* _Recorded information_
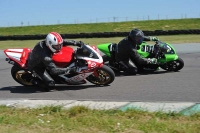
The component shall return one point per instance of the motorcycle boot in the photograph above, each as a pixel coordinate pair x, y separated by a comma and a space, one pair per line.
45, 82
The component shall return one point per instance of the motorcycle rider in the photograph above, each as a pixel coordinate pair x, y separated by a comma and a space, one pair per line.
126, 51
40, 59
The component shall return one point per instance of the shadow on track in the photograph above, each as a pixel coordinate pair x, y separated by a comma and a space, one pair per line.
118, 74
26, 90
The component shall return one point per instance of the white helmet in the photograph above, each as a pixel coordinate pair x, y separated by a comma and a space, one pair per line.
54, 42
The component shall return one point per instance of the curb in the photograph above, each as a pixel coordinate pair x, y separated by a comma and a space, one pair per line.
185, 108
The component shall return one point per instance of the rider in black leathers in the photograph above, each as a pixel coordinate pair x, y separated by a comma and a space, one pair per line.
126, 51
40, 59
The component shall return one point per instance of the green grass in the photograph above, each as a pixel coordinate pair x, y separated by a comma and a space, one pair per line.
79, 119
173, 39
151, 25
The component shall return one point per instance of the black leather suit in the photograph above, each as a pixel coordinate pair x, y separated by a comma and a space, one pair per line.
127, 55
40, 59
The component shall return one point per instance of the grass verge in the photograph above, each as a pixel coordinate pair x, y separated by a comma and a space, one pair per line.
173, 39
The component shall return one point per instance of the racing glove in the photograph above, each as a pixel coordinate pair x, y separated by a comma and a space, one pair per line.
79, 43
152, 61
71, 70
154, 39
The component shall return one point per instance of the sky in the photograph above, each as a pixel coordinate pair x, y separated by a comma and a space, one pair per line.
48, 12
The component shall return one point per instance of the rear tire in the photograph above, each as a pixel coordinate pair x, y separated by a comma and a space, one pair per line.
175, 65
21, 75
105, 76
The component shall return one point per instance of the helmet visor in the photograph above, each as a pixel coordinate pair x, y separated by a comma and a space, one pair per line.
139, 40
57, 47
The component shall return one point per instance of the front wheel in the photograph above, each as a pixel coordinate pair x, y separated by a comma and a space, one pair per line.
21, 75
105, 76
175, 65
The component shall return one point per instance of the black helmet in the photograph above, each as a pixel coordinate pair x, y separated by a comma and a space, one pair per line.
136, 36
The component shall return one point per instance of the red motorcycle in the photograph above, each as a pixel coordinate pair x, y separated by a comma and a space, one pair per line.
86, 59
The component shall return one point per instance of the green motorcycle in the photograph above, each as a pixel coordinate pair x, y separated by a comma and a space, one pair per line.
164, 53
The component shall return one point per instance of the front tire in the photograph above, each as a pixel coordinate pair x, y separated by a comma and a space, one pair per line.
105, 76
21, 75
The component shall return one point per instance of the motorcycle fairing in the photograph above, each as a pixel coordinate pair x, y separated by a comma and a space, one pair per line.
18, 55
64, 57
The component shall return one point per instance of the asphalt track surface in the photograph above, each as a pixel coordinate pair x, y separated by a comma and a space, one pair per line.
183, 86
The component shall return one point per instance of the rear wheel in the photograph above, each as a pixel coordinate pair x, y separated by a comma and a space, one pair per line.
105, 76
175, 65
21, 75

* _The problem_
Please copy the records above word for word, all of them, and leave out the pictures.

* _Task solution_
The component shall return one point per instance of the motorcycle boot in the photograph above, each as a pixel coordinate pair x, y separated by a comma and a space, one pair per line.
45, 82
The component shall return one point per instance of the motorcycle rider in the photograph above, each as a pixel coordinate pair x, y separated by a comma and a space, one pair per line.
126, 51
40, 59
The component shall return one point per instance of the shadow on track in the photograph above, each as a pixel coordinate pair x, y separated by a comma and a space, one pair per line.
118, 74
26, 90
The component shall return one point per instance of the white helmet in the photograph above, each as a pixel coordinate pair x, y separated by a comma and a space, one pair per line.
54, 42
The component shall return one point per instance of the curb in the photograph above, each as a pixel coordinate pair x, y separated by a comma and a space, one pair per line.
185, 108
The component shall return one point per instance of the rider in black leathers in the photograph above, each as a pixel coordinate pair x, y separated by a comma and a space, one pair per line.
126, 51
40, 59
The component shall return one point per instance of the green grass in the photograph above, each as a pixel coordinate pair x, y separated by a comma and a space, one pair per line.
79, 119
173, 39
151, 25
The component shall return one point per instance of the black leather suit in the photograph above, each as a pixel coordinate pair x, y separated by a comma and a space, one pair per line.
127, 55
40, 59
The component shall return one point per instance of the grass verge in the photograph above, each as a pixel coordinate pair x, y separated by a comma and a space, one pair per line.
173, 39
The component shall return one point per instance of the racing glove in the photograph above, each as a pixel coordinate pair x, y separated by a comma and a space, one pair per line.
79, 43
152, 61
71, 70
154, 39
The component shall return one point per instance of the sky in the photograph above, each as a pixel coordinate pair x, y separated by a comma and a space, one pair per line.
48, 12
The component shall return one point per instance of the rear tire in the photograph above, each as a pixel coordinate pair x, y separated by a comma and a space, one pair per line.
175, 65
21, 75
105, 76
The component shall return one point per instance of the helmet visor in the photograph above, each as a pixel coordinate pair x, y separated by a comma and a space, one pair per line.
139, 40
57, 47
The component shall return one point per instance of the front wheel in the photograph above, each as a pixel coordinate pair x, y separated by a comma and a space, one pair per line.
21, 75
105, 76
175, 65
The component shall return one point per instance of the black helmet in the photograph above, each as a pixel coordinate pair x, y separated by a comma and a space, one pair per line.
136, 36
The component shall return one point per instance of the red motorcycle in the photograph above, each as a pixel coordinate pair x, y separated by a comma and a space, one pair per line.
86, 59
The component shall return one point per instance of the green motorcycle in the photograph above, each as a pixel coordinate pair x, y separated by a comma and a space, one pair per line.
164, 53
The component shall return one point per instance of the front tire in the photograph above, each as a pixel coordinate pair x, y separated by a comma and a space, one pair per line.
105, 76
21, 75
The component shall return one point per instance of the motorcycle fairing in the photograph above, each as a pixel coordinate pair x, y separated by a comma and a space, one pair per line.
18, 55
64, 57
The component shall return one point per instance of the asphalt track surface in the photograph above, each as a pixel coordinate pair x, y separated by a comma and a space, one pair per line.
183, 86
The component shall return one point per instance of the rear wheel in the photograph above, each as a pixel coordinate pair x, y separated by a comma and a space, one pair per line.
105, 76
175, 65
21, 75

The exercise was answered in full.